▸ Provided entries
——————————

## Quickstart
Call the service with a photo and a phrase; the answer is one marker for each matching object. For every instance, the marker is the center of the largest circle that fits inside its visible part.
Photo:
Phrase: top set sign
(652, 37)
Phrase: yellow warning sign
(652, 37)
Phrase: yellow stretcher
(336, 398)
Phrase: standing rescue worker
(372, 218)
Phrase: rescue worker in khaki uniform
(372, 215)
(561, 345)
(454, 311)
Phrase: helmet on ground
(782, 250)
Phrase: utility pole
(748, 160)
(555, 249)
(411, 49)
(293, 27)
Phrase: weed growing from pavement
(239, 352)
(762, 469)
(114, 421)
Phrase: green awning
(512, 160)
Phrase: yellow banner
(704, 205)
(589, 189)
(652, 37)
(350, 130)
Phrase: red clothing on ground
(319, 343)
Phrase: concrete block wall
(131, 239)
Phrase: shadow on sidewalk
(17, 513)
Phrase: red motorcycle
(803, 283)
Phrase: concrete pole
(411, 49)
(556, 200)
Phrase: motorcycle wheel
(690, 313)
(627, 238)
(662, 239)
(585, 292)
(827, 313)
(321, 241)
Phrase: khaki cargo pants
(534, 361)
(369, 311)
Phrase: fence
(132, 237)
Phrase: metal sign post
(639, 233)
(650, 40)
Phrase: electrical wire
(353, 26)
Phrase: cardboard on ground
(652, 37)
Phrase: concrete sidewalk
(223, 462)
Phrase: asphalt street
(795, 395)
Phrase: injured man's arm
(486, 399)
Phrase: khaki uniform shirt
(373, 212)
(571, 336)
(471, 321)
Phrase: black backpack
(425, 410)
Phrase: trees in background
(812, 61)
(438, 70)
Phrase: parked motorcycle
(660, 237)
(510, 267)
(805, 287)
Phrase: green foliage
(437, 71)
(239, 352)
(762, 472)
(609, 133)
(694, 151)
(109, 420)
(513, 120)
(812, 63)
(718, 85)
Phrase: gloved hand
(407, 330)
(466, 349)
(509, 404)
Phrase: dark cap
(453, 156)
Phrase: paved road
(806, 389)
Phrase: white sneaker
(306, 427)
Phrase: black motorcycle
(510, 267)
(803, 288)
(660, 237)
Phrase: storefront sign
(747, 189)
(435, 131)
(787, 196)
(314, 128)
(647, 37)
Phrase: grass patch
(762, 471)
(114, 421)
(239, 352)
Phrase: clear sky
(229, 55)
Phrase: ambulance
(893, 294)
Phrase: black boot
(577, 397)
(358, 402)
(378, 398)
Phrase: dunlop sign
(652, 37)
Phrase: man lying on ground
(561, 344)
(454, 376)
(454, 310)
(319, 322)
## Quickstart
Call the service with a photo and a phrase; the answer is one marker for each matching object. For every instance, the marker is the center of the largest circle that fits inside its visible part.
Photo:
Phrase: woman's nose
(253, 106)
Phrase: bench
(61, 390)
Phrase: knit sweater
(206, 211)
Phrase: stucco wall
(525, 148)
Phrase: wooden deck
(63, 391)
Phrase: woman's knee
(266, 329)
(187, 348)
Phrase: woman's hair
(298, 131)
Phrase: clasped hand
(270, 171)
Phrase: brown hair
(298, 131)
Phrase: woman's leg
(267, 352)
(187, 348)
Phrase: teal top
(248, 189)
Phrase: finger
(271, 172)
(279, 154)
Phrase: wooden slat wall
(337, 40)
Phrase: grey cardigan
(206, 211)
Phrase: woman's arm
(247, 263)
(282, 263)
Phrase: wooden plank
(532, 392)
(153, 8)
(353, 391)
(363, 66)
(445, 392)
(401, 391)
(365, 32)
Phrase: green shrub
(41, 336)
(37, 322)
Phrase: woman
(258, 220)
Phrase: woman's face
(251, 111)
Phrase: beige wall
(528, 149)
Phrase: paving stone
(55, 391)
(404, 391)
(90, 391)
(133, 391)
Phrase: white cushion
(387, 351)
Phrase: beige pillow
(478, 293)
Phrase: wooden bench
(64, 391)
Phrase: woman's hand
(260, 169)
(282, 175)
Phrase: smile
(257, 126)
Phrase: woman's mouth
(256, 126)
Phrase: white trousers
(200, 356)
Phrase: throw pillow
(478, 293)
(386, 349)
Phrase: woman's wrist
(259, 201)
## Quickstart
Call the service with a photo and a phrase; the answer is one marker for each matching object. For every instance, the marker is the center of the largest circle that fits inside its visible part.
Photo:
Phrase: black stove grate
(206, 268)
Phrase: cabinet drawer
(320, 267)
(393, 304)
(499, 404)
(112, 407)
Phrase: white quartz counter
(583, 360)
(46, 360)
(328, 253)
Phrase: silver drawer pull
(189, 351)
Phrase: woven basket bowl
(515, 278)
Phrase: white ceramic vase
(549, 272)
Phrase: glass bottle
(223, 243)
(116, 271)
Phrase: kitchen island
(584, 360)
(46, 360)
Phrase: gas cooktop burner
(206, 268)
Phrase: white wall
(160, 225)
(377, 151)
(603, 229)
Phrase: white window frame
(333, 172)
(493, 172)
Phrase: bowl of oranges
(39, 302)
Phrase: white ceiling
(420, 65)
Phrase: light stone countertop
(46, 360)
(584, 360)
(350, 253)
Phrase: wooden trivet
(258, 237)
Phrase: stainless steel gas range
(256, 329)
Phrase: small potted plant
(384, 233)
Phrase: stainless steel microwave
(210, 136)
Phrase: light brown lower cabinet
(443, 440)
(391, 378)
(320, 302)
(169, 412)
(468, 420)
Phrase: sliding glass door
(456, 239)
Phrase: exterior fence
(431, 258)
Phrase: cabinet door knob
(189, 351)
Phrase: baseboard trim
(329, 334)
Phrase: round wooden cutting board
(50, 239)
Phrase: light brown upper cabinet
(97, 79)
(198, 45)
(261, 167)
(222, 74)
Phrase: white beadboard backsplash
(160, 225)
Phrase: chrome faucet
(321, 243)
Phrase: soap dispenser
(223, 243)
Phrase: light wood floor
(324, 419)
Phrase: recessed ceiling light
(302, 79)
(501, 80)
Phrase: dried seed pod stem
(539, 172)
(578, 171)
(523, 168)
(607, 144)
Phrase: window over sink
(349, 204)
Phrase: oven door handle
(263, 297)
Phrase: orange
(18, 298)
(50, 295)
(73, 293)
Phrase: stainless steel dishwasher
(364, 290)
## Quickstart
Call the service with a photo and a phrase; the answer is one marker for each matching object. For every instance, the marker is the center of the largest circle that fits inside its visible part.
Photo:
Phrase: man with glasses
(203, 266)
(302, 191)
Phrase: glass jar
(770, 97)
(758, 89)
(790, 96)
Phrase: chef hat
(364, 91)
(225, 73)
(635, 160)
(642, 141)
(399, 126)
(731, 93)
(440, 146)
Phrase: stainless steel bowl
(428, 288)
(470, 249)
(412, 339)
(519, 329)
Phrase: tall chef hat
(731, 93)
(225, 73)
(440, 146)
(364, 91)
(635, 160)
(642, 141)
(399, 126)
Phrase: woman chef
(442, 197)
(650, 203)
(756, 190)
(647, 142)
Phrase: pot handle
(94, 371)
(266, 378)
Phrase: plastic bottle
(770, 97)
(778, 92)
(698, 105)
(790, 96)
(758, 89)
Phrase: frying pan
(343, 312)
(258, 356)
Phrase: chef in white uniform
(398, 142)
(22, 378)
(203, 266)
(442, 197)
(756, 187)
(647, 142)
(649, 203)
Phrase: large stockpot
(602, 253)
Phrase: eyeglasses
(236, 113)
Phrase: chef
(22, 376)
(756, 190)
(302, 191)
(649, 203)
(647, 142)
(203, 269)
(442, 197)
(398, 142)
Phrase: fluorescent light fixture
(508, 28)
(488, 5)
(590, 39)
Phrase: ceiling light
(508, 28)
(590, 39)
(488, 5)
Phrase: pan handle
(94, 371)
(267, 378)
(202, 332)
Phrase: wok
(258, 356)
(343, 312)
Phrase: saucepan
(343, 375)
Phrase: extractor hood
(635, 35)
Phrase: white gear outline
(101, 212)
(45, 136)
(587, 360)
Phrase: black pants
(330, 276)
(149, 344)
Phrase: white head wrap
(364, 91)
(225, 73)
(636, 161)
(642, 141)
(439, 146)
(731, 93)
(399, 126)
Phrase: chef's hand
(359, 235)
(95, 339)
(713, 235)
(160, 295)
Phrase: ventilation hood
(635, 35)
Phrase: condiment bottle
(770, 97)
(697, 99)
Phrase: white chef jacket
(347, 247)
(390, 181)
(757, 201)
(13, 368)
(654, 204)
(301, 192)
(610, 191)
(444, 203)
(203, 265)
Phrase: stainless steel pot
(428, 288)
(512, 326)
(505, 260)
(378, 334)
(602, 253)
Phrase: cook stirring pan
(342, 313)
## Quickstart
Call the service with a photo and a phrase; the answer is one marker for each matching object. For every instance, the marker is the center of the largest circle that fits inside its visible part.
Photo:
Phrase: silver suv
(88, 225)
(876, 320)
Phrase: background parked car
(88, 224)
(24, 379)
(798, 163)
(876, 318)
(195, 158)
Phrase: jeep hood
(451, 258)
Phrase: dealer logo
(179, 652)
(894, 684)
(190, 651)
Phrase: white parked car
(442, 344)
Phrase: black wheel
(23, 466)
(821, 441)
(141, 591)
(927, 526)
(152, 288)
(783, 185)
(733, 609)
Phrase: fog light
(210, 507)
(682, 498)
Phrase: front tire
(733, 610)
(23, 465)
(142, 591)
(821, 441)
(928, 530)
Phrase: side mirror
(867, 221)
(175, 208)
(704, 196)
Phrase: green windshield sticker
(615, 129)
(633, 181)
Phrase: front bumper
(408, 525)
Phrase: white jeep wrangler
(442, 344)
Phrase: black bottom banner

——————————

▸ What the exercise asks
Format the stretch from the line containing "Phrase: white gear outline" through the last line of the entries as a JSON list of strings, with one string per line and blank lines omitted.

▸ Answer
[
  "Phrase: white gear outline",
  "(101, 212)",
  "(45, 136)",
  "(587, 360)",
  "Phrase: black pants",
  "(330, 276)",
  "(149, 344)",
  "Phrase: white head wrap",
  "(364, 91)",
  "(225, 73)",
  "(636, 161)",
  "(642, 141)",
  "(439, 146)",
  "(731, 93)",
  "(399, 126)",
  "Phrase: chef's hand",
  "(359, 235)",
  "(95, 339)",
  "(713, 235)",
  "(160, 295)",
  "Phrase: ventilation hood",
  "(635, 35)",
  "Phrase: condiment bottle",
  "(770, 97)",
  "(697, 99)",
  "Phrase: white chef jacket",
  "(347, 247)",
  "(390, 181)",
  "(757, 201)",
  "(13, 368)",
  "(654, 204)",
  "(301, 192)",
  "(610, 191)",
  "(444, 203)",
  "(203, 265)",
  "Phrase: stainless steel pot",
  "(428, 288)",
  "(512, 326)",
  "(505, 260)",
  "(378, 334)",
  "(602, 253)",
  "Phrase: cook stirring pan",
  "(342, 313)",
  "## Quickstart",
  "Call the service with a photo and a phrase; the answer is one marker for each matching object. For every instance, the marker is the center of the largest circle that fits inside its visible part.",
  "Photo:",
  "Phrase: silver suv",
  "(88, 225)",
  "(876, 320)",
  "Phrase: background parked car",
  "(88, 224)",
  "(24, 379)",
  "(798, 163)",
  "(876, 318)",
  "(195, 158)",
  "Phrase: jeep hood",
  "(451, 258)",
  "Phrase: dealer logo",
  "(179, 652)",
  "(894, 684)",
  "(190, 651)",
  "Phrase: white parked car",
  "(442, 344)",
  "Phrase: black wheel",
  "(23, 466)",
  "(821, 441)",
  "(141, 591)",
  "(927, 526)",
  "(152, 288)",
  "(783, 185)",
  "(733, 609)",
  "Phrase: fog light",
  "(210, 507)",
  "(682, 498)",
  "Phrase: front tire",
  "(733, 610)",
  "(23, 465)",
  "(142, 591)",
  "(821, 441)",
  "(928, 530)",
  "Phrase: side mirror",
  "(867, 221)",
  "(175, 208)",
  "(704, 196)",
  "Phrase: green windshield sticker",
  "(615, 129)",
  "(633, 181)",
  "Phrase: front bumper",
  "(408, 525)",
  "Phrase: white jeep wrangler",
  "(442, 344)",
  "Phrase: black bottom banner"
]